Omit every picture, and retype the lines that run from the beginning of the data below through the line containing "positive clicks: (209, 94)", inclusive.
━━ Given data
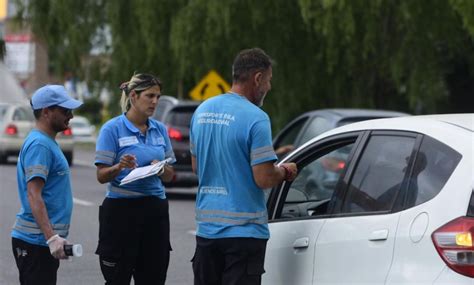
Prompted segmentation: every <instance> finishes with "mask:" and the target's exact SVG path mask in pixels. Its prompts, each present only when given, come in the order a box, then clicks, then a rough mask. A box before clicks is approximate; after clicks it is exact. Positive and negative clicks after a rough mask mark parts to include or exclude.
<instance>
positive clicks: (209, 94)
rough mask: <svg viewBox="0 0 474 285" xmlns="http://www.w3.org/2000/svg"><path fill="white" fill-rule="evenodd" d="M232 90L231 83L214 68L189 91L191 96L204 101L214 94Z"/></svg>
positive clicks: (212, 96)
mask: <svg viewBox="0 0 474 285" xmlns="http://www.w3.org/2000/svg"><path fill="white" fill-rule="evenodd" d="M229 90H230V85H229V84H228V83H227V82H226V81H225V80H224V79H223V78H222V77H221V76H220V75H219V74H218V73H217V72H216V71H214V70H211V71H209V73H208V74H207V75H206V76H204V78H203V79H202V80H201V81H200V82H199V83H198V85H196V86H195V87H194V88H193V90H191V92H190V93H189V97H191V98H192V99H193V100H196V101H204V100H206V99H208V98H211V97H213V96H216V95H219V94H222V93H225V92H227V91H229Z"/></svg>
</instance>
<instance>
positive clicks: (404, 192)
mask: <svg viewBox="0 0 474 285" xmlns="http://www.w3.org/2000/svg"><path fill="white" fill-rule="evenodd" d="M374 135H375V136H402V137H412V138H413V139H414V144H413V148H412V151H411V154H410V158H409V160H408V166H407V167H408V168H409V170H408V171H407V173H405V176H404V178H403V182H406V180H408V179H409V178H410V177H411V176H412V173H413V168H414V163H415V158H416V157H417V155H418V153H419V151H420V147H421V144H422V141H423V138H424V137H426V136H427V135H424V134H421V133H418V132H413V131H405V130H360V131H353V132H348V133H343V134H337V135H334V136H330V137H327V138H324V139H322V140H320V141H316V142H314V143H312V144H311V145H309V146H307V147H306V148H305V151H304V152H302V153H298V154H295V155H292V156H291V157H287V158H285V159H284V160H283V161H282V163H283V162H295V163H296V164H297V165H298V166H300V165H301V164H304V165H307V164H308V163H307V161H308V160H309V159H311V158H315V157H321V156H322V155H324V153H328V152H330V151H331V150H333V149H335V148H336V147H335V146H337V145H341V144H342V143H343V142H344V141H346V142H347V141H349V140H350V138H351V137H352V138H354V137H356V136H357V139H356V140H355V141H354V147H353V149H352V150H351V153H350V155H349V157H348V159H347V167H346V168H345V169H344V172H343V173H341V177H340V179H339V181H338V183H337V184H336V187H335V190H334V191H335V196H336V197H339V198H340V199H339V200H335V201H333V199H332V200H331V201H330V205H329V206H328V211H327V214H326V215H320V216H309V217H301V218H290V219H281V218H277V216H278V215H279V214H281V212H282V209H283V205H284V202H285V199H286V195H287V193H288V191H289V189H290V186H291V182H286V181H284V182H283V183H281V184H279V185H277V186H276V187H274V188H273V189H272V191H271V192H270V194H269V198H268V200H267V209H268V217H269V222H283V221H294V220H303V219H317V218H330V217H332V218H337V217H352V216H369V215H382V214H390V213H397V212H400V211H404V210H407V209H410V208H412V207H413V206H412V207H407V206H408V205H407V201H406V196H407V195H408V187H404V188H403V189H399V193H398V194H397V195H398V196H397V198H396V200H395V202H394V204H393V205H392V208H391V209H390V210H386V211H377V212H362V213H344V212H342V207H343V204H344V200H345V198H346V196H347V194H348V188H349V186H350V184H349V183H350V182H351V180H352V178H353V176H354V174H355V171H354V169H355V168H356V166H357V165H358V164H359V162H360V159H361V158H362V156H363V154H364V151H365V148H366V147H367V145H368V143H369V140H370V138H371V137H372V136H374ZM435 140H436V139H435ZM318 148H319V150H317V151H316V152H315V150H316V149H318ZM313 161H314V159H313ZM305 162H306V164H305ZM415 206H416V205H415Z"/></svg>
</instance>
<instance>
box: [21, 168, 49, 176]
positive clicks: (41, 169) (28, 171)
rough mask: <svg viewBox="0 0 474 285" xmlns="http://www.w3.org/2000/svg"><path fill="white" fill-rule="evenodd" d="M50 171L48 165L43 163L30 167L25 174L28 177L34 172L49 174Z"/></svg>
mask: <svg viewBox="0 0 474 285" xmlns="http://www.w3.org/2000/svg"><path fill="white" fill-rule="evenodd" d="M48 173H49V172H48V169H47V168H46V166H43V165H33V166H30V167H28V168H27V169H26V171H25V175H26V176H27V177H31V176H32V175H34V174H40V175H44V176H48Z"/></svg>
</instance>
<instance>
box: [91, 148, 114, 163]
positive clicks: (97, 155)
mask: <svg viewBox="0 0 474 285" xmlns="http://www.w3.org/2000/svg"><path fill="white" fill-rule="evenodd" d="M115 155H116V154H115V152H112V151H103V150H98V151H96V152H95V160H96V161H103V162H105V163H109V164H113V163H114V159H115Z"/></svg>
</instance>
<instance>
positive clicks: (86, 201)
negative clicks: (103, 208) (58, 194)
mask: <svg viewBox="0 0 474 285" xmlns="http://www.w3.org/2000/svg"><path fill="white" fill-rule="evenodd" d="M72 201H73V202H74V204H77V205H81V206H87V207H90V206H95V204H94V203H92V202H89V201H86V200H81V199H77V198H72Z"/></svg>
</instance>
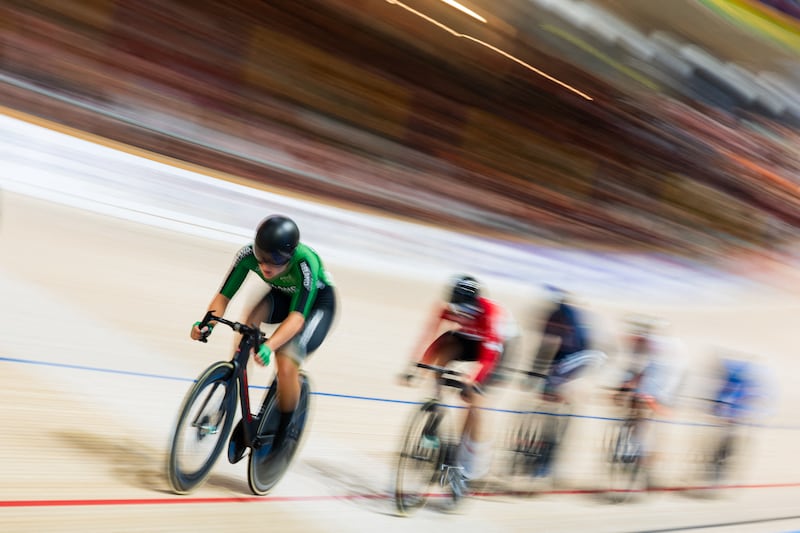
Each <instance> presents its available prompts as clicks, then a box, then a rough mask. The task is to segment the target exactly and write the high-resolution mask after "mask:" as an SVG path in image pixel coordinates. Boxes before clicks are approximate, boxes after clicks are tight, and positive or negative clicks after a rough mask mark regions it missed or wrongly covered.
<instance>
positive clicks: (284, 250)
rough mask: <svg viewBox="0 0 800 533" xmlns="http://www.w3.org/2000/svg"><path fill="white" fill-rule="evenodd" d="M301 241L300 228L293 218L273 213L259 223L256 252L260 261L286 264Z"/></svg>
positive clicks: (277, 263)
mask: <svg viewBox="0 0 800 533" xmlns="http://www.w3.org/2000/svg"><path fill="white" fill-rule="evenodd" d="M299 241H300V230H299V229H298V228H297V224H295V223H294V221H292V219H290V218H287V217H284V216H281V215H272V216H269V217H267V218H265V219H264V220H262V221H261V223H260V224H259V225H258V229H256V238H255V243H254V244H255V246H254V252H255V254H256V258H257V259H258V260H259V261H263V262H266V263H272V264H274V265H285V264H286V263H288V262H289V260H290V259H291V258H292V255H294V250H295V248H297V243H298V242H299Z"/></svg>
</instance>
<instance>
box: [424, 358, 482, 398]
mask: <svg viewBox="0 0 800 533" xmlns="http://www.w3.org/2000/svg"><path fill="white" fill-rule="evenodd" d="M416 366H417V367H419V368H424V369H426V370H432V371H433V372H436V379H437V380H438V381H439V383H441V384H442V385H444V386H445V387H454V388H456V389H461V390H464V389H466V388H467V384H466V383H464V381H463V378H464V376H466V375H467V374H466V373H465V372H460V371H458V370H453V369H452V368H447V367H443V366H437V365H429V364H426V363H417V364H416ZM447 376H454V377H452V378H451V377H447ZM472 389H473V390H474V391H475V392H476V393H478V394H483V390H482V389H481V387H480V386H479V385H478V384H477V383H473V384H472Z"/></svg>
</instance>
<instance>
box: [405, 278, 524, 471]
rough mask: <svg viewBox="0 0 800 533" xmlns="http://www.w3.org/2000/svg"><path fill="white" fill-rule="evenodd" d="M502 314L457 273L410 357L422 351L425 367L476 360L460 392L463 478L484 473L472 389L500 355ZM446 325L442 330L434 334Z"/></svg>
mask: <svg viewBox="0 0 800 533" xmlns="http://www.w3.org/2000/svg"><path fill="white" fill-rule="evenodd" d="M507 318H508V315H507V313H506V312H505V310H504V309H503V308H502V307H501V306H500V305H499V304H497V303H496V302H494V301H492V300H490V299H488V298H485V297H483V296H481V286H480V284H479V283H478V281H477V280H476V279H475V278H473V277H471V276H466V275H462V276H458V277H456V278H455V279H454V280H453V282H452V284H451V286H450V290H449V294H448V298H447V300H446V301H444V302H442V303H440V304H437V306H436V308H435V310H434V313H433V316H431V318H430V320H429V321H428V324H427V327H426V328H425V330H424V332H423V335H422V337H421V338H420V340H419V343H418V344H417V346H416V349H415V351H414V352H413V354H414V360H415V361H416V360H417V358H418V357H419V356H418V354H420V353H422V354H423V355H422V358H421V360H420V361H421V362H422V363H425V364H429V365H437V366H446V365H447V364H449V363H450V362H452V361H475V362H477V365H476V367H475V369H474V371H473V372H472V373H471V375H470V376H469V377H468V378H467V379H466V385H467V386H466V387H465V388H464V391H463V393H462V399H463V400H464V401H465V402H466V403H467V404H468V406H469V407H468V410H467V415H466V418H465V420H464V426H463V429H462V433H461V444H460V445H459V449H458V452H457V456H456V460H457V461H458V464H459V466H461V467H462V475H463V476H464V478H465V479H467V480H470V479H477V478H480V477H482V476H483V475H485V474H486V472H487V471H488V466H489V461H488V459H487V455H488V448H489V445H490V443H489V440H488V438H487V437H486V436H485V435H483V434H482V432H481V421H480V415H479V410H480V405H481V401H480V395H479V394H478V393H477V389H479V388H481V387H485V386H486V385H487V384H488V383H489V381H490V379H491V378H492V376H493V372H494V370H495V368H496V366H497V365H498V363H499V362H500V359H501V357H502V355H503V343H504V341H505V339H504V337H503V328H504V326H505V325H506V323H507ZM445 323H446V324H447V325H448V329H447V331H445V332H444V333H441V334H439V332H440V329H441V327H442V325H443V324H445ZM414 368H415V367H412V368H411V371H410V372H408V373H406V374H403V375H402V376H401V377H402V379H403V381H404V383H406V384H407V383H409V382H410V380H411V379H412V378H413V377H414V375H415V372H414ZM430 444H431V445H438V443H430Z"/></svg>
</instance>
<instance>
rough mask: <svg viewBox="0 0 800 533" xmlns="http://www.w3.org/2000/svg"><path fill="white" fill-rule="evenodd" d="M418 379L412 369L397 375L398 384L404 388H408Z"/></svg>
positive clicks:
━━━━
Exercise answer:
Prompted segmentation: every <instance> finishes with "mask:" and the target's exact SVG path mask in pixels. Its prompts, each present only when given, come in the order a box, then clicks, then a rough mask. A box before clicks is approximate; after clicks it is exact. Positive and negative clicks after a rough mask mark parts to include or exclude.
<instance>
positive clicks: (209, 94)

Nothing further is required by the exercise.